EXTRAIT DU TEXTE:
● ● ● ● ●

David, Jean-François Pescheux a rejoint l’Armée de Terre en qualité de président de l’équipe. Comment les contacts se sont-ils établis ?
Nous voulions absolument qu’il y ait un président au sein de l’équipe de l’Armée de Terre. Auparavant, j’occupais les fonctions de président, de manager et de directeur sportif. C’était un peu compliqué. Puisque nous voulons monter en Continentale Pro la saison prochaine, nous avons contacté Jean-François qui est venu nous voir, qui a vu comment nous travaillions et qui a pris la décision de nous rejoindre comme président de l’équipe.

Comment allez-vous vous répartir les rôles ?
Je vais surtout gérer la partie sportive et aider Jean-François Pescheux sur la partie administrative que je traitais auparavant. Jean-François, au vu de son nom, de sa carrière et de ses relations dans le milieu du vélo, va énormément nous aider sur l’organisation des courses, sur les relations avec la Ligue Nationale de Cyclisme. Pour ce qui est de la relation avec les partenaires, nous allons nous partager le travail.

Vous étiez donc demandeur de la création de cette fonction.

● ● ● ● ●

DONNÉES AFFICHÉES:
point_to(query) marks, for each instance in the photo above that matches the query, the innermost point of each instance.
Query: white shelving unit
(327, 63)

● ● ● ● ●

À FAIRE:
Reprenez l'entretien sur l'équipe cycliste de l'Armée de Terre juste après sa dernière phrase et poursuivez-le.

RÉPONSE RÉDIGÉE:
Tout à fait. Il était nécessaire de faire évoluer l’équipe. Qu’un manager soit aussi président et directeur sportif ne se voyait pas forcément. Il nous fallait quelqu’un pour m’aider à faire ce travail. Jean-François est en fait un jeune retraité. Cela fait maintenant deux ans qu’il a quitté ASO. Il a trouvé le défi intéressant. Je tenais et l’institution militaire également tenait à ce qu’il y ait un président pour la suite de l’aventure. Elle ne va pas s’arrêter là puisque nous désirons évoluer en deuxième division l’année prochaine.

Un passage en Continentale Pro qui avait été envisagé dès l’an dernier ?
Effectivement, nous avons déposé un dossier pour être en deuxième division dès cette année. Malheureusement, notre partenaire n’était pas encore prêt. Quand un partenaire désire s’engager avec une Continentale Pro, il doit sortir l’argent presque un an avant que son engagement soit effectif. Nous avons donc décalé le projet pour 2018. L’objectif avec Jean-François Pescheux est de remettre tout cela en place pour la saison prochaine. C’est notre objectif principal.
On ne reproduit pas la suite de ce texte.